• **GIVEN REQUEST A**:
Can you change "rubble pile" to "debris heap" in the records, starting at the line that has "of the gloved" and stopping after the last line of the records, and give back only those lines with everything else left as it is?
--- PASSAGE TO READ ---
But I have decided to lay low until more political parties decide on their lists. When all lists become public it will be much more interesting to analyse as the election campaign for this year’s EP elections will officially commence.
In the meantime I came across an interesting document. It’s five years old but the relevance makes an interesting read. Never before have I read such an interesting piece of political fiction in my life. The analysis, commissioned by the European Parliament, looks at the selection process for the European elections by the political parties across Europe and compares them with the selection processes of the national elections.
The document cites the selection of MEP candidates by the Slovenian political parties to be more than exemplary – very democratic, open, transparent.. with preference given to candidates with EU experience, their electability and adherence to the political manifesto of the party. Crucially the geographical and gender balance is strictly adhered to.
So what happened to this process in 2014? I would argue that the party rules and procedures have not changed much but that the document plaudits have been replaced by party dictatorships in this year’s selections with party presidents pushing themselves on top of the lists, current MEPs being dropped at the 11th hour and ministers being pushed to Brussels, all of which is public knowledge and well documented in the press. The process appears to be fully democratic on paper but this far from reality.
--- LISTED ENTRIES ---
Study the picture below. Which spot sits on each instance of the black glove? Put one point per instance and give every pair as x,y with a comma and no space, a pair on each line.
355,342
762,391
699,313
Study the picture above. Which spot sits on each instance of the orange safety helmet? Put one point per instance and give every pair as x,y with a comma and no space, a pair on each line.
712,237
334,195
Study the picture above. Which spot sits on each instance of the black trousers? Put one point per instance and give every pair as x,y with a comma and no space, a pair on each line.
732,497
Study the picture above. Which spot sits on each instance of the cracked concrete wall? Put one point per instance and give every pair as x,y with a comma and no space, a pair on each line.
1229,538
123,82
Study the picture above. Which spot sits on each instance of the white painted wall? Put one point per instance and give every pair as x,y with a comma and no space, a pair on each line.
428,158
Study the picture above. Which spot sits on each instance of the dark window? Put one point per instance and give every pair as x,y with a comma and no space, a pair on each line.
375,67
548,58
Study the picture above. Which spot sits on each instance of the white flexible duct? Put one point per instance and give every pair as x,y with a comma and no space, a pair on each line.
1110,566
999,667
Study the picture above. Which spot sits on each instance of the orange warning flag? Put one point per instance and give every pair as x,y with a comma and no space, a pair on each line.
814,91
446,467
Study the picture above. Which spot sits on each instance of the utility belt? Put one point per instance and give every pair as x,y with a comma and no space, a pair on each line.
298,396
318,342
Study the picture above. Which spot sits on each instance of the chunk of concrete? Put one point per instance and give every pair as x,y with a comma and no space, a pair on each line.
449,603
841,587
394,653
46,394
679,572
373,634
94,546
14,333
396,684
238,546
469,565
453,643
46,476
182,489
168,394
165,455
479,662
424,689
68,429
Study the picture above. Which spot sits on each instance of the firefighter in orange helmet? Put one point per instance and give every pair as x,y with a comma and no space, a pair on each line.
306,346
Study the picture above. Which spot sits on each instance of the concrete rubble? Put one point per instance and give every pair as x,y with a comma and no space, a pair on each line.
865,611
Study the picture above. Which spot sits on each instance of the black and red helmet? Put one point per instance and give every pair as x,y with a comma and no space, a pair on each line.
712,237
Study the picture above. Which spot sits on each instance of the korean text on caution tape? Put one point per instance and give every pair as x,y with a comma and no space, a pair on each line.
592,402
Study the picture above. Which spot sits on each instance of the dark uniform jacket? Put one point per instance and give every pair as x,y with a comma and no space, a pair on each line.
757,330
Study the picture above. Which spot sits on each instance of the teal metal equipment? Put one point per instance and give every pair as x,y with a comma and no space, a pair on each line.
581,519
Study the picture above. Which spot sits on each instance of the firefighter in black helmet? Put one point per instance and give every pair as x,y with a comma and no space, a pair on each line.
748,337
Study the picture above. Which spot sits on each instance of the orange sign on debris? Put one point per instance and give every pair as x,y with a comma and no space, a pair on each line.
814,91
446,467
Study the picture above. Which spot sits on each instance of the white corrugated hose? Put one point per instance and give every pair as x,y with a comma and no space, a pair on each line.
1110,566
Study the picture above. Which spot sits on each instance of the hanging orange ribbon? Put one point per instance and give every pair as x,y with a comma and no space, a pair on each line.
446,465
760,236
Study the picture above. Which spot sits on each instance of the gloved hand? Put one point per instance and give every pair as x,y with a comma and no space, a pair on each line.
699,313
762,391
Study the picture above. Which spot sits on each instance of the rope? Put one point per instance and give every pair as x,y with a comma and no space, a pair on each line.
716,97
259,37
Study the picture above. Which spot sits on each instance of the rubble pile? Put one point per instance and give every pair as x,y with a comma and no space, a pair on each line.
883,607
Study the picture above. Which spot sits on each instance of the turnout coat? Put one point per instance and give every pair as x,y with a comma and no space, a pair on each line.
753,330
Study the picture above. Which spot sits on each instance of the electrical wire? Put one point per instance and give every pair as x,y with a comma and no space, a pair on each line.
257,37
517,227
---
• **GIVEN REQUEST B**:
Could you extend the post about how Slovenian parties chose their 2014 European Parliament candidates, picking up after its final sentence?

• **RIGHT ANSWER A**:
Study the picture above. Which spot sits on each instance of the gloved hand? Put one point per instance and give every pair as x,y with a comma and no space, a pair on each line.
699,313
762,391
Study the picture above. Which spot sits on each instance of the rope? Put one point per instance and give every pair as x,y with a comma and no space, a pair on each line.
716,97
259,37
Study the picture above. Which spot sits on each instance of the debris heap? Put one point per instance and give every pair as x,y with a comma and no space, a pair on each line.
883,607
Study the picture above. Which spot sits on each instance of the turnout coat? Put one point per instance and give every pair as x,y with a comma and no space, a pair on each line.
753,330
Study the picture above. Which spot sits on each instance of the electrical wire? Put one point per instance and give every pair as x,y with a comma and no space, a pair on each line.
257,37
517,227

• **RIGHT ANSWER B**:
The 2009 EP study highlighted an interesting left-right divide when it comes to the European elections, including that they are different from the national one. “In placing individual candidates and setting up the lists, parties placed in the centre and left to it ([in the past] LDS, Zares, SD) place value on the entire list of candidates, specific expertise and balance in terms of territorial dispersion and professional variety. On the other hand, parties right from the centre ([in the past] SDS, NSi, SNS and SLS to a limited extent) are more concentrated on individual personalities, political experience and also see European elections more as part of domestic politics and thus regard them in terms of preparations for next national or local elections.”
This year, I would argue, internal political considerations have been a decisive factor for all political parties. One such extreme is the ruling Positive Slovenia (PS), which initially declared that the decision on the composition of their list will be done on the eve of the final deadline set by the State Election Commission – by midnight on Friday. Depending on the results of Prime Minister Alenka Bratušek’s leadership challenge, we would either see a joint liberal/ALDE list or three separate ones. After the weekend talks with the two other parties, PS walked out of the talks and declared it will form its own list.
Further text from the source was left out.